Point annotation data

────────────────────

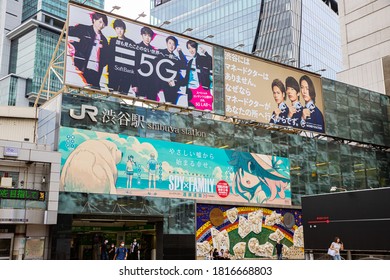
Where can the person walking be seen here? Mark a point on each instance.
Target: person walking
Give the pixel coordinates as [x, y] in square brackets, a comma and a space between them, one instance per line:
[121, 252]
[337, 246]
[279, 250]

────────────────────

**What the exercise asks:** Please rename "person walking" to "pedestrian" in every one of the items above, leaving all other text unchanged. Omit the pictures from your answer.

**Response below:**
Where can the pedestrian be seen here? Mark a point on each instance.
Target: pedestrian
Give the pixel coordinates as [x, y] in square brackets, a comma and a space between them, one instance per line:
[121, 252]
[337, 246]
[279, 250]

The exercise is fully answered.